Saved entries
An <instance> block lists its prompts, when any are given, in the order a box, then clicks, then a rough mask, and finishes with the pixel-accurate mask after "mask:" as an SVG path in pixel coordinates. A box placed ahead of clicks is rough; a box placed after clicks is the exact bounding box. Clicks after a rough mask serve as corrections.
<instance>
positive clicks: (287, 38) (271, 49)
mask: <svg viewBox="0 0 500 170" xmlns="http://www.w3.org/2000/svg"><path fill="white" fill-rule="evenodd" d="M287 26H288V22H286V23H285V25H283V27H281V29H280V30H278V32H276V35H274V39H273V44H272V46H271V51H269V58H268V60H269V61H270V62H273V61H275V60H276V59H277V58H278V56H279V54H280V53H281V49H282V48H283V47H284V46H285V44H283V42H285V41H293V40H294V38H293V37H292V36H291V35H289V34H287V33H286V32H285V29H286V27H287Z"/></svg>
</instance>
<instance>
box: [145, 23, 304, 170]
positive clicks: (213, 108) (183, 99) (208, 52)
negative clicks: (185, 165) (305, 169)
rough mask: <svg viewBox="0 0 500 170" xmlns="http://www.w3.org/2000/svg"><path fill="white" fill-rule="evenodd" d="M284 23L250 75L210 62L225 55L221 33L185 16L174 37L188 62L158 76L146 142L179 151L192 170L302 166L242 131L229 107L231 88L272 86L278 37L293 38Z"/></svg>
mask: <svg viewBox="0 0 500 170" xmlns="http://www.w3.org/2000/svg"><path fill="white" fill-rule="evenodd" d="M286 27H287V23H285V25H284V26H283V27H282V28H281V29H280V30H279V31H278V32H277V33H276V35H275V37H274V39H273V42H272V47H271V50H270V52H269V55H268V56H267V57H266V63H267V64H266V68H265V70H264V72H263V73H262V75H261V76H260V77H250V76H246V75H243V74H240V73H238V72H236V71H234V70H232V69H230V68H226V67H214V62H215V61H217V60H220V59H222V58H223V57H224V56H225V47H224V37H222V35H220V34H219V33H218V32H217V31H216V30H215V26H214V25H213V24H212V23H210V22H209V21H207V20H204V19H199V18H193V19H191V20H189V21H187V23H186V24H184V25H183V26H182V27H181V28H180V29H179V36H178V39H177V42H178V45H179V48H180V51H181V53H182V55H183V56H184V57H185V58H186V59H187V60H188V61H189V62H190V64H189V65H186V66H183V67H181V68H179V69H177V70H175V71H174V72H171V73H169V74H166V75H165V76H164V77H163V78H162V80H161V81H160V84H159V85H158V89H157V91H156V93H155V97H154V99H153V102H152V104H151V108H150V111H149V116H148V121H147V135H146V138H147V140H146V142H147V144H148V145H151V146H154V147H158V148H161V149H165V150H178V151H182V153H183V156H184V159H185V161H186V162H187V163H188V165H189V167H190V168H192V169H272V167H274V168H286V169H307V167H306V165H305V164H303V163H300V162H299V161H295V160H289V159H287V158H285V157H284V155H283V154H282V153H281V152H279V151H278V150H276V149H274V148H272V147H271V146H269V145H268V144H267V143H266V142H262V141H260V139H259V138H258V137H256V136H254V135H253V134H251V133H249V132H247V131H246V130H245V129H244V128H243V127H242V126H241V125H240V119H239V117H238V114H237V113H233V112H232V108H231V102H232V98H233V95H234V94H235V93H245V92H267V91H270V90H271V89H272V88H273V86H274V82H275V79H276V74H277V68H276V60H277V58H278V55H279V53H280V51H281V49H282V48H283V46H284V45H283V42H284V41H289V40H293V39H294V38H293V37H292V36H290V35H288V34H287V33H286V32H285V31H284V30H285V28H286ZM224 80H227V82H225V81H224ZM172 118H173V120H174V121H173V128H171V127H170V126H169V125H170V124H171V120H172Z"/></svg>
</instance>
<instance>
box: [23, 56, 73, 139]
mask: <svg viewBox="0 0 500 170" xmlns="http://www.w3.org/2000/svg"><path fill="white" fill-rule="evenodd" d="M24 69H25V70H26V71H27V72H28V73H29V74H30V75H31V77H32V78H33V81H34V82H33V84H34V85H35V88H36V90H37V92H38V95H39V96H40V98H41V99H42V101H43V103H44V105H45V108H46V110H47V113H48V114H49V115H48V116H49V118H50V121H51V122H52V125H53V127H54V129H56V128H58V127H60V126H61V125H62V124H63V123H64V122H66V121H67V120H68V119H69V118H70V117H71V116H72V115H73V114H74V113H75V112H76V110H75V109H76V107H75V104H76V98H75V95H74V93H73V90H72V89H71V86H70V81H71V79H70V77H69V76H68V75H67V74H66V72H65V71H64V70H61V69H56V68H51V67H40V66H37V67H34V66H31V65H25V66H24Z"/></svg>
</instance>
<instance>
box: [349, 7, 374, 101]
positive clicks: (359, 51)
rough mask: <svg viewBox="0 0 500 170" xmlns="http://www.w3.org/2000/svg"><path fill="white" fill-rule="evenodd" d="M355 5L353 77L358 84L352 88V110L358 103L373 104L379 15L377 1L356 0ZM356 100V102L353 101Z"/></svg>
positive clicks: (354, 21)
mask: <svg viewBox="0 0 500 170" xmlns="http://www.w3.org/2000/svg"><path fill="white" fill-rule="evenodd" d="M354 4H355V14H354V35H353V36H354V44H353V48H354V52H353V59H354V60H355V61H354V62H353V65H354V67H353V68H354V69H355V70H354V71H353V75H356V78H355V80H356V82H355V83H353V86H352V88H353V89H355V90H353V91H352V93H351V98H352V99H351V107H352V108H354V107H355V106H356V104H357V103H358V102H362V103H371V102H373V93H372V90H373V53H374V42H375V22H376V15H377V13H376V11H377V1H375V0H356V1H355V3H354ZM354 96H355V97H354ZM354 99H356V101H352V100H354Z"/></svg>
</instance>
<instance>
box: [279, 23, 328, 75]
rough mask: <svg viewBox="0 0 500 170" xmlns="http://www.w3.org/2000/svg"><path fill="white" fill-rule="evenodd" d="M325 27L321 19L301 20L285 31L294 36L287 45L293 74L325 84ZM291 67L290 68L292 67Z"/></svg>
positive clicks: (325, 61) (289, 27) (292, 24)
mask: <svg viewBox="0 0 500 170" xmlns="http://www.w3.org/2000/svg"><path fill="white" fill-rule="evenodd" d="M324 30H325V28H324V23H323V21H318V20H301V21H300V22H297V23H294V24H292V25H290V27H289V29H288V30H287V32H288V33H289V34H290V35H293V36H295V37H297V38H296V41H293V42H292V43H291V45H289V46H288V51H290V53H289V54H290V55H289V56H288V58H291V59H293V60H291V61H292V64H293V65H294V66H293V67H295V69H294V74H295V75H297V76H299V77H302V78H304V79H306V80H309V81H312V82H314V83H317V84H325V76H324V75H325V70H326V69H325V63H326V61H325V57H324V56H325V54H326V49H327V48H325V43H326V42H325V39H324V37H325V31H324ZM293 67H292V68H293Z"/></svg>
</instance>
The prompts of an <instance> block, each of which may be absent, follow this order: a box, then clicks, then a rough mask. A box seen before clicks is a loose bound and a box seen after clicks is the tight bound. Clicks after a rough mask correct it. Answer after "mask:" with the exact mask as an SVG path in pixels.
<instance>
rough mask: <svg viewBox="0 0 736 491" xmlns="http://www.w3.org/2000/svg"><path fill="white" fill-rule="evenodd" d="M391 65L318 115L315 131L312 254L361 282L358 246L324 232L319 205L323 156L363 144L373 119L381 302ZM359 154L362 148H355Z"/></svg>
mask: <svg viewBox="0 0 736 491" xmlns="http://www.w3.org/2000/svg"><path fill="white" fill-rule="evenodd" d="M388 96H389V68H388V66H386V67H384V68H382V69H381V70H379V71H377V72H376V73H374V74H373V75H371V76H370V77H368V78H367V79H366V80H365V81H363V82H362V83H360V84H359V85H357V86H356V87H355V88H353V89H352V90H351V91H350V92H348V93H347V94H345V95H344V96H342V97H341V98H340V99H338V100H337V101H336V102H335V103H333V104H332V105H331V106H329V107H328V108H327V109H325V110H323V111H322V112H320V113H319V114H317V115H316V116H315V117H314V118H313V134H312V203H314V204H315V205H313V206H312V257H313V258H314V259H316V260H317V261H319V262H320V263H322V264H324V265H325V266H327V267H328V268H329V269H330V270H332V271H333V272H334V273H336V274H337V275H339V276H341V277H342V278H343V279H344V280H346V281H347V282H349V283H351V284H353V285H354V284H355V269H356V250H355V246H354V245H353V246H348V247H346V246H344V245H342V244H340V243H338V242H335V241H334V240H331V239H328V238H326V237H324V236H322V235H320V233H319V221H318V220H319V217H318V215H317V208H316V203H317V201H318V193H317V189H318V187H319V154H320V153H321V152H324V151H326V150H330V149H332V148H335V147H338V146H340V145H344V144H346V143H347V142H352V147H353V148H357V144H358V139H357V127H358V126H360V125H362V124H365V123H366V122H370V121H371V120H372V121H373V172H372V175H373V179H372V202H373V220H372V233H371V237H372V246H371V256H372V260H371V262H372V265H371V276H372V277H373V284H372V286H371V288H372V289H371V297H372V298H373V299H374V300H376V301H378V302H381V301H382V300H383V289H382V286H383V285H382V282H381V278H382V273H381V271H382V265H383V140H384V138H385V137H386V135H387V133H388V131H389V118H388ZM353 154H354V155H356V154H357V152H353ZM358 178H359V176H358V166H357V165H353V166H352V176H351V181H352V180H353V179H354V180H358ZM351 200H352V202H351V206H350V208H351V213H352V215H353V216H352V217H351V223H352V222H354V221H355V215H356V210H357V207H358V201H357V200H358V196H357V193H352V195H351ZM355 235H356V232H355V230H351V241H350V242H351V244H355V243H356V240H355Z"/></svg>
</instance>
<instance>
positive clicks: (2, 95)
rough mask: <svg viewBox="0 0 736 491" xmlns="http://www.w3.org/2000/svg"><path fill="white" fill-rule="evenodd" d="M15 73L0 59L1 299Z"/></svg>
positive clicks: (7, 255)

» Work to complete: Look above for the line holding "box: [145, 23, 304, 170]" and the line holding "negative clicks: (185, 165) (305, 169)", then output exactly those two lines and every line between them, nothing more.

» Exercise response:
box: [145, 23, 304, 170]
positive clicks: (213, 108) (183, 99) (208, 52)
negative clicks: (185, 165) (305, 169)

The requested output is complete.